- _Seçilmiş bölüm_:
^^^^^^^^^^^^^^^^

Türkiye önemli gelişmelere sahne oluyor. Buna mukabil, yorumlar birbirinden çok farklı. Darbe teşebbüsünde bulunduğu iddia edilen komutanların sorguya çekilmesi, daha öncekiler gibi, toplumu gene ikiye böldü. Bir kesim, her nedense, ele geçirilen bütün belgelere rağmen, hadiseyi AK Parti ile işbirliği yapan Fethullah Gülen cemaatinin eseri gibi görüyor. Bu işbirliğinin amacını ise, orduyu yıpratmak ve Türkiye'de İslâmi bir rejim kurmak olarak açıklıyor.
"Polis'te F tipi yapılanma, Yargı'da F tipi yapılanma..." Hilmi Özkök'ün bile Fethullahçı olduğu iddia edildi.
***
Erzincan'daki gelişmeler, aslında bu iddiaları destekleyecek bir mahiyet teşkil ediyor.
"İlhan Cihaner cemaatleri araştırdı, bu yüzden tutuklandı."
Ama işin teferruatına girdiğinizde, başka bilgiler ediniyorsunuz. Cihaner, 2007'de, İsmailağa cemaatini soruşturmaya başlıyor fakat soruşturmayı ancak 2009'un başında genişletiyor. 2009 Mart'ında mahalli seçimler var. Hemen onun öncesinde, kendi yargı alanının dışına taşacak ve İstanbul da dahil, birçok vilayeti kapsayacak biçimde soruşturmasını genişletiyor ve çok sayıda kişiyi teknik takibe alıyor. Buna ilâve olarak, gene 2009'da, Fethullah Gülen cemaati hakkında da soruşturma başlatıyor. İşte bunlar zihinlerde şüphe oluşturuyor:
"Neden 2009'un başı?" Hele bir de, İrtica ile Mücadele Eylem Planı altında imzası bulunan Dursun Çiçek, iddia edildiği gibi Erzincan'a gelmişse... Gelmemiş olsa dahi, Erzincan'daki bir savcının, tam mahalli seçimler öncesinde, İstanbul'u da içine alacak şekilde, dindar kesimi rahatsız eden bir soruşturma yürütmesi akla yakın mı? Hem de polise güvenmediği için, Jandarma'yla birlikte yürütmesi!!!

^^^^^^^^^^^^^^^^

Seçilmiş bölüme göre Cihaner, Fethullah Gülen cemaati hakkındaki soruşturmayı hangi yıl başlattı? Kayıtlara bu iş için ihtiyaç yoktur.

- _Veri kesiti_:
^^^^^^^^^^^^^^^^

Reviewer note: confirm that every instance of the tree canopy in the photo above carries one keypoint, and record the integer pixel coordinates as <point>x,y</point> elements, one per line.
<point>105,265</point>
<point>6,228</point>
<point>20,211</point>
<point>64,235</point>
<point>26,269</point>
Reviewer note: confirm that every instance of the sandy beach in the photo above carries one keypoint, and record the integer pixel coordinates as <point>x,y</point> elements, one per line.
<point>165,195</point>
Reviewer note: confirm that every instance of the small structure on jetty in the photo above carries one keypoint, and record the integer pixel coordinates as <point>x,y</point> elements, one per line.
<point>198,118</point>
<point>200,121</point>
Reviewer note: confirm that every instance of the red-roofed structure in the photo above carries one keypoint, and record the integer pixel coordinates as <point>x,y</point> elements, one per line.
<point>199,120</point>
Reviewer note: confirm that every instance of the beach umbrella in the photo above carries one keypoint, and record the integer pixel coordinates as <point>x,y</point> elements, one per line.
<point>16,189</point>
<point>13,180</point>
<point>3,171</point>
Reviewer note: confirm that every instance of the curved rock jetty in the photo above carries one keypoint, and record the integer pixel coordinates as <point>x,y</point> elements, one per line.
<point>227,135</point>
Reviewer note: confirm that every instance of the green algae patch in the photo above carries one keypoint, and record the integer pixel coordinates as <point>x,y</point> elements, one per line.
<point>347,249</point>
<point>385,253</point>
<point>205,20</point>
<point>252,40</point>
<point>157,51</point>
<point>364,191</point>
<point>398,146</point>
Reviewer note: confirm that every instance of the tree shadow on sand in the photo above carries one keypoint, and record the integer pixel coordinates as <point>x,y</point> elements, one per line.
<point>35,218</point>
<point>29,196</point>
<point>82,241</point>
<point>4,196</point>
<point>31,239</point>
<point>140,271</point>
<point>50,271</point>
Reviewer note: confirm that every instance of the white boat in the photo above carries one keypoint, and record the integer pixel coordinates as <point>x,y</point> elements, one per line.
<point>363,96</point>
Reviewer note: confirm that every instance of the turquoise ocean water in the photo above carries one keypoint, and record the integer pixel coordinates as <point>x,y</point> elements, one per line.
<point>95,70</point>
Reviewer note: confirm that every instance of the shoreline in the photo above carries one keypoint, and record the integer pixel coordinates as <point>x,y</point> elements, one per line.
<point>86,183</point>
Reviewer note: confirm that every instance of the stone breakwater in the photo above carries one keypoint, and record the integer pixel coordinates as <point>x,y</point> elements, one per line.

^^^^^^^^^^^^^^^^

- _Cevap kutusu_:
2009'da başlattı.